> RECORDS TO PROCESS
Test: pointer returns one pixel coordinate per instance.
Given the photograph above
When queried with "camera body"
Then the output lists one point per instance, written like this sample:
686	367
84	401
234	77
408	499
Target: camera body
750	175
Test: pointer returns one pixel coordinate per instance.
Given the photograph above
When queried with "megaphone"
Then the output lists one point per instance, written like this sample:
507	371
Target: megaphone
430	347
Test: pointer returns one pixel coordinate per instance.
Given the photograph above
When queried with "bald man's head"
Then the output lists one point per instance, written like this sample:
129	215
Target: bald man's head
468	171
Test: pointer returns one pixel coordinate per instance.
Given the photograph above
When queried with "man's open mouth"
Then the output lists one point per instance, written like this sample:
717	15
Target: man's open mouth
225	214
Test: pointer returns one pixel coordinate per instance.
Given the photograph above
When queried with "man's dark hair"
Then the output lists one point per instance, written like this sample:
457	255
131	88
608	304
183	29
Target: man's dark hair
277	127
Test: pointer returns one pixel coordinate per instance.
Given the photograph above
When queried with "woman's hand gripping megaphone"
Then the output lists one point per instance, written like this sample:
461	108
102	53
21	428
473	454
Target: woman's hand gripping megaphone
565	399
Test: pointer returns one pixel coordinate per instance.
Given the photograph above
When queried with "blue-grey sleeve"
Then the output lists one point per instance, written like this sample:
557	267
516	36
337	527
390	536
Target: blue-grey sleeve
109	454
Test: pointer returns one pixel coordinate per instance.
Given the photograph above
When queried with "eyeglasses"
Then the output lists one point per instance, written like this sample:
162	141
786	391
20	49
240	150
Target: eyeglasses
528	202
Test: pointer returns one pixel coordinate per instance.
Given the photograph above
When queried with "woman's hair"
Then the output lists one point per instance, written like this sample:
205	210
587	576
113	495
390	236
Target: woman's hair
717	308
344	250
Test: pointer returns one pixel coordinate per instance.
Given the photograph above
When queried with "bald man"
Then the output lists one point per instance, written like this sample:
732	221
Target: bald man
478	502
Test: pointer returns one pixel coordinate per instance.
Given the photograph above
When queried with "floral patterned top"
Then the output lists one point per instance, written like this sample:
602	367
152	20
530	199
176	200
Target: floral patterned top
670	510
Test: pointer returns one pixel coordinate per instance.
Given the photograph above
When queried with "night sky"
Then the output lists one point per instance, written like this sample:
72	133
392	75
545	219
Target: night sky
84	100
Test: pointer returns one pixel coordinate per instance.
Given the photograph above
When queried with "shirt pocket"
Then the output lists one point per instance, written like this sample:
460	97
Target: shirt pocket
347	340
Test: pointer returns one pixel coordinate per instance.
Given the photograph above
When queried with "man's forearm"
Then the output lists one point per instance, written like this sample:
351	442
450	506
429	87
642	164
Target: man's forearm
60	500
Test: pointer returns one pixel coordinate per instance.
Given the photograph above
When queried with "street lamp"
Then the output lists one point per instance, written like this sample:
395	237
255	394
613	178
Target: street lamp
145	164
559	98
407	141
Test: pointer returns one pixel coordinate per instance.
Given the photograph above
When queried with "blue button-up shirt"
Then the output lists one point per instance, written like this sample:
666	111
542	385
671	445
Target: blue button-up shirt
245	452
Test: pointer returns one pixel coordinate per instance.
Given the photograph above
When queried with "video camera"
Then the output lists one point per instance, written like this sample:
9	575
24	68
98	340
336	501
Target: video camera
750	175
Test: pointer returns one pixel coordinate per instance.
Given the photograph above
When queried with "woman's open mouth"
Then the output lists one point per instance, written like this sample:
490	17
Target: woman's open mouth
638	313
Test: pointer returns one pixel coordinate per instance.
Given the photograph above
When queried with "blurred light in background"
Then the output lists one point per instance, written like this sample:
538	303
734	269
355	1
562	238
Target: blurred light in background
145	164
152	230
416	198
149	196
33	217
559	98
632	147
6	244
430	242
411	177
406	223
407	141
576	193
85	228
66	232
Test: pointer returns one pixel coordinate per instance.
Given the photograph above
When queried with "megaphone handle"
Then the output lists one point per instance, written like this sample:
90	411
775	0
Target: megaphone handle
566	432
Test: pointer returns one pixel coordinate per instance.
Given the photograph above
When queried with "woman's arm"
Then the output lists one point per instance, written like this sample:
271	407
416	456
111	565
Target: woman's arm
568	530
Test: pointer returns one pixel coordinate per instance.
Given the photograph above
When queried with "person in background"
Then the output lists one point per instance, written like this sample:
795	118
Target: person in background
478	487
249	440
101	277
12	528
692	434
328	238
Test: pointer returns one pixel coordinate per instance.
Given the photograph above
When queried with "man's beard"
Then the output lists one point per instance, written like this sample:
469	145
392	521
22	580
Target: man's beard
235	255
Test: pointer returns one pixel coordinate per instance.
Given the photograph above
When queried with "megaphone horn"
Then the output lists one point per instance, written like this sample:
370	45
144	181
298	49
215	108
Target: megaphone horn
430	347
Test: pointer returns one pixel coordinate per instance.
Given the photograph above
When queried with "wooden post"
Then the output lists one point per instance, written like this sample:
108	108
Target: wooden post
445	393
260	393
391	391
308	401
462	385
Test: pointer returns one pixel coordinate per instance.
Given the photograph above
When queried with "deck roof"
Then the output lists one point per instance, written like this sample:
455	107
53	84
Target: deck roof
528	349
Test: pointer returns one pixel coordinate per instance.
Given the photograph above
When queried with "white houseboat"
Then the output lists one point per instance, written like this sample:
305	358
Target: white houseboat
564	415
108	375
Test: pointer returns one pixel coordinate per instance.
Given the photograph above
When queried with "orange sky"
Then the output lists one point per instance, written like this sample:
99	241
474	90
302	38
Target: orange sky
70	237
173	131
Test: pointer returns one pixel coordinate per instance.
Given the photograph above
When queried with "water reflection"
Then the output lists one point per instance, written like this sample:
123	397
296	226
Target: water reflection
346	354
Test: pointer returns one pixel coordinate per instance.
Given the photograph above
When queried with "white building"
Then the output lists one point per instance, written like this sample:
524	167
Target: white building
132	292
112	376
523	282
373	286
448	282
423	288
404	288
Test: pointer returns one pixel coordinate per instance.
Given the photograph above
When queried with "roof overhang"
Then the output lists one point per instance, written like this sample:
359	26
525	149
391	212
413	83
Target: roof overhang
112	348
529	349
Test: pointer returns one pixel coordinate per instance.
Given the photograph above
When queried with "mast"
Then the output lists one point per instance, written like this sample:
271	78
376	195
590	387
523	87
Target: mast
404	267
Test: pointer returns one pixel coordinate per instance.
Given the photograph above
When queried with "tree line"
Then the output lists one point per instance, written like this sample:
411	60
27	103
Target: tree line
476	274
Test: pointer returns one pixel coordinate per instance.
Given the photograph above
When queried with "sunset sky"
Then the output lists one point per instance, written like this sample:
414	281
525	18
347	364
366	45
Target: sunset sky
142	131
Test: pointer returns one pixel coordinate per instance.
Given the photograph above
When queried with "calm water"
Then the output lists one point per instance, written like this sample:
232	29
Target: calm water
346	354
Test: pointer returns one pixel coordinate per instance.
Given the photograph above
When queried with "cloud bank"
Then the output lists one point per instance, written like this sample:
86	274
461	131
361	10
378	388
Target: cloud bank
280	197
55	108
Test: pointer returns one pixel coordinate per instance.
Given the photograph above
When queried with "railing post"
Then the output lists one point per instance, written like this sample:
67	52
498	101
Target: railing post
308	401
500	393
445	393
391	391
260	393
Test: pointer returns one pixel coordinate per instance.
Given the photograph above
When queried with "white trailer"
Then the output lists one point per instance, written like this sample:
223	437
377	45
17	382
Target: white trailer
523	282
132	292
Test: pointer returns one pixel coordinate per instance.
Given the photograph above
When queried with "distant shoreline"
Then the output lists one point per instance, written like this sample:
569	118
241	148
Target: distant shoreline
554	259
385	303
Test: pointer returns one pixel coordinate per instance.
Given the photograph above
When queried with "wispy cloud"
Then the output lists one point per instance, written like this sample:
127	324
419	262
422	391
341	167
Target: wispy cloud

> STATED TASK
Pull out every line of the listing above that contains the word "forearm", and copy each one in full.

> ANSWER TO THIS EXERCISE
When queried with "man's forearm"
Target: man's forearm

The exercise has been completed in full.